• **Dataset excerpts**
● ● ●

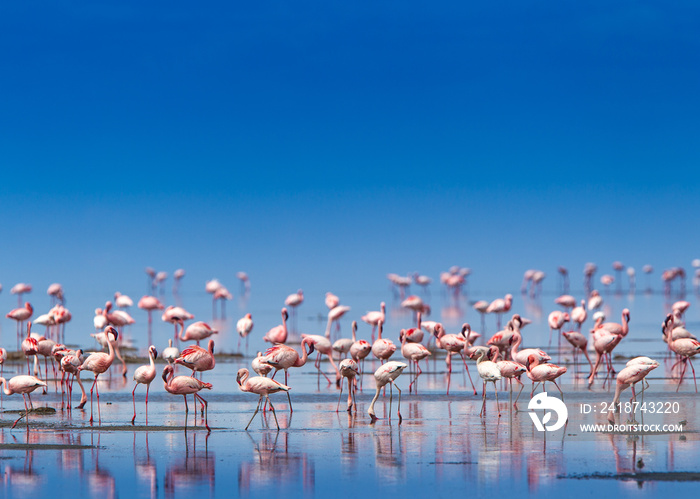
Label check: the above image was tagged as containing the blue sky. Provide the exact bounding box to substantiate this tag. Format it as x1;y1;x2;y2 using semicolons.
1;2;699;320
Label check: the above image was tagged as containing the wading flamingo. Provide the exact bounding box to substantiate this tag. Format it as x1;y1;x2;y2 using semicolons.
470;346;502;418
337;358;359;413
78;326;118;424
132;345;158;424
261;337;314;411
162;365;211;432
368;361;408;423
0;375;47;428
237;368;290;430
263;308;289;344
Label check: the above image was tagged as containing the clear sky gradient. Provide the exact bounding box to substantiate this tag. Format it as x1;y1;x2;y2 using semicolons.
1;2;699;310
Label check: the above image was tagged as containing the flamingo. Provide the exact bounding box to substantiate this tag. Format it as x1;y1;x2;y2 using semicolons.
0;375;47;428
332;336;353;360
669;337;700;392
213;286;233;318
368;361;408;423
371;320;396;364
236;313;254;351
251;352;273;377
587;290;603;311
263;308;289;344
571;300;587;332
60;349;87;410
325;305;351;338
433;323;477;395
205;279;223;318
526;354;567;399
21;322;40;376
554;294;576;309
162;339;180;365
562;330;594;376
301;334;341;384
10;283;32;306
162;365;211;432
137;295;164;329
78;326;118;424
607;360;659;423
349;321;371;387
596;309;631;337
261;337;314;411
588;333;623;387
486;294;512;330
6;301;33;347
510;332;550;366
132;345;158;424
547;310;569;349
174;340;216;377
495;358;527;409
47;283;64;305
399;328;431;392
470;346;502;417
284;289;303;333
361;302;386;342
472;300;489;332
325;292;340;310
337;358;359;412
0;347;6;377
161;305;194;342
179;320;218;346
237;368;290;430
114;292;133;309
236;271;251;294
403;311;425;343
173;268;186;294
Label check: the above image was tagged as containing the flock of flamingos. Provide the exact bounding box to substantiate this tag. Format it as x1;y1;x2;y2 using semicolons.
1;260;699;432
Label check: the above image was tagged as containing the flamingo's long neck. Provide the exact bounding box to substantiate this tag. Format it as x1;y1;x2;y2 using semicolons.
297;340;310;367
510;332;522;359
0;378;10;396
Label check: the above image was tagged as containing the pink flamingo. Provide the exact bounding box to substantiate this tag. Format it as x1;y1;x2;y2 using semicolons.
6;301;33;347
325;292;340;310
403;311;425;343
349;321;371;387
587;290;603;311
0;347;6;377
337;358;359;412
78;326;118;424
486;294;513;330
59;349;87;409
161;305;194;343
137;295;164;329
562;330;593;376
205;279;223;317
596;308;631;337
326;305;351;338
399;328;431;392
174;340;215;377
371;320;396;364
526;354;567;399
114;292;133;309
179;320;218;346
555;294;576;309
173;268;186;294
132;345;158;424
21;322;40;376
571;300;587;332
473;300;489;332
261;337;314;411
251;352;273;377
470;346;502;417
213;286;232;319
368;361;408;423
0;375;47;428
263;308;289;344
162;365;211;432
10;283;32;306
162;339;180;365
361;302;386;342
433;323;477;395
301;334;341;384
510;331;551;366
670;337;700;392
607;360;659;422
236;313;254;351
547;310;569;349
495;358;527;408
284;289;304;333
237;368;290;430
588;332;623;387
47;283;64;305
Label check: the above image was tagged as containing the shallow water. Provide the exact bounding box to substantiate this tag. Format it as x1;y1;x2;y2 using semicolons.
2;285;700;497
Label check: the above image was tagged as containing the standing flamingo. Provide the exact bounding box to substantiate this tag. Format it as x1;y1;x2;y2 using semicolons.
368;361;408;423
472;300;489;333
588;332;623;387
571;300;587;332
162;339;180;365
547;310;570;349
237;368;290;430
261;337;314;411
670;337;700;392
562;330;594;376
325;292;340;310
399;328;431;392
60;349;87;409
284;290;304;333
263;308;289;344
162;365;211;432
10;283;32;306
433;323;478;395
337;358;359;412
236;313;254;351
486;294;512;330
371;320;396;364
326;305;351;338
78;326;118;424
174;340;216;378
301;334;341;384
6;302;33;347
179;320;218;346
361;302;386;342
114;292;133;309
526;354;567;399
470;346;502;417
0;375;47;428
132;345;158;424
138;295;164;345
607;360;659;422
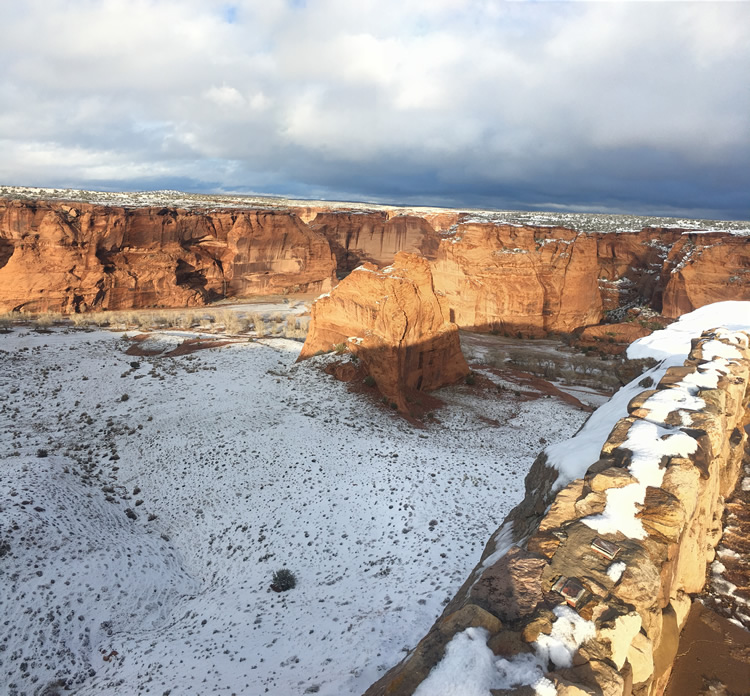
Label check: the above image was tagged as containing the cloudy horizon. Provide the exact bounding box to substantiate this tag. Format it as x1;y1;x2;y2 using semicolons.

● ● ●

• **What you will do**
The records need to be restated word for word, minus any images.

• **Exercise response**
Label check: the above image was tagged as containing the blue sky. Provide the exact bounding box to substantiate this tag. Format it as x1;y1;x2;y2 using semicolons.
1;2;699;320
Label check: the above image was tagged as containing the wading flamingo. Provide the exact bounding box to substantiate this tag. Format it as x1;y1;x2;y2 using semicolons.
470;346;502;418
337;358;359;413
78;326;118;424
132;345;158;424
261;337;314;411
162;365;211;432
368;361;408;423
0;375;47;428
237;368;290;430
263;308;289;344
Label check: the above image was tagged as containing the clear sky gradient. Provide the exact bounding box to substantiate this tag. Format it as x1;y1;x2;y2 using semicolons.
1;2;699;310
Label check: the above image was tagged as containing the flamingo. Provide the exact bounding box to substantiate this tag. Format it as x1;y1;x2;y2 using semicolons.
0;375;47;428
332;336;353;360
669;337;700;392
213;286;233;318
368;361;408;423
371;320;396;364
236;313;254;351
251;352;273;377
587;290;603;311
263;308;289;344
571;300;587;332
60;349;87;410
325;305;351;338
433;323;477;395
205;279;223;318
526;354;567;399
21;322;40;376
554;294;576;309
162;339;180;365
562;330;594;376
301;334;341;384
10;283;32;306
162;365;211;432
137;295;164;329
78;326;118;424
607;360;659;423
349;321;371;387
596;309;631;337
261;337;314;411
588;333;623;387
486;294;512;330
6;301;33;347
510;332;550;366
132;345;158;424
547;310;569;349
174;340;216;377
495;358;527;409
47;283;64;305
399;328;431;392
470;346;502;417
284;289;303;333
361;302;386;342
472;300;489;332
325;292;340;310
337;358;359;412
0;347;6;377
161;305;194;342
179;320;218;346
237;368;290;430
114;292;133;309
236;271;251;294
403;311;425;343
173;268;186;294
Label check: the above image was tagged as containing the flock of flamingos. Provide the exact bounding box to substantiate this tag. Format it as x1;y1;x2;y2 using semicolons.
1;260;699;432
Label check: the above image was tagged as containing the flamingo's long neck. Provide the exact bounding box to substantiate this tag. Format it as x1;y1;x2;y2 using semicolons.
297;340;310;367
510;332;522;359
0;378;10;396
Label check: the above image was tagged as containing the pink flamingo. Provide the exact bounding box to substantiate this tag. Format it as x1;y1;x2;y2 using semicolons.
6;301;33;347
325;292;340;310
403;311;425;343
349;321;371;387
587;290;603;311
0;347;6;377
337;358;359;412
78;326;118;424
486;294;513;330
59;349;87;409
161;305;194;343
137;295;164;329
562;330;593;376
205;279;223;317
596;308;631;337
326;305;351;338
399;328;431;392
174;340;215;377
371;320;396;364
526;354;567;399
114;292;133;309
179;320;218;346
555;294;576;309
173;268;186;294
132;345;158;424
21;322;40;376
571;300;587;332
473;300;489;332
261;337;314;411
251;352;273;377
470;346;502;417
213;286;232;319
368;361;408;423
0;375;47;428
263;308;289;344
162;365;211;432
10;283;32;306
162;339;180;365
361;302;386;342
433;323;477;395
301;334;341;384
510;331;551;366
670;337;700;392
607;360;659;422
236;313;254;351
547;310;569;349
495;358;527;408
284;289;304;333
237;368;290;430
588;332;623;387
47;283;64;305
Label check: the above image was tagged as containing the shallow water. Provide the exact bounding box to substantiate this tag. Format it as x1;y1;x2;y2 using semicolons.
2;285;700;497
Label check: the above image was tagged as containing the standing flamingo. Provide the exact bounding box to substantiate this tag. Format it as x1;y1;x2;y2 using semicolons.
368;361;408;423
472;300;489;333
588;332;623;387
571;300;587;332
162;339;180;365
547;310;570;349
237;368;290;430
261;337;314;411
670;337;700;392
562;330;594;376
325;292;340;310
399;328;431;392
60;349;87;409
284;290;304;333
263;308;289;344
162;365;211;432
10;283;32;306
433;323;478;395
337;358;359;412
236;313;254;351
486;294;512;330
371;320;396;364
326;305;351;338
78;326;118;424
174;340;216;378
301;334;341;384
6;302;33;347
179;320;218;346
361;302;386;342
114;292;133;309
526;354;567;399
470;346;502;417
0;375;47;428
132;345;158;424
138;295;164;345
607;360;659;422
Label check: the above image was tagged as containing the cloudy horizon. Provide the exact bounding box to substantiate this tag. Format it as x1;y1;x2;y2 using semicolons.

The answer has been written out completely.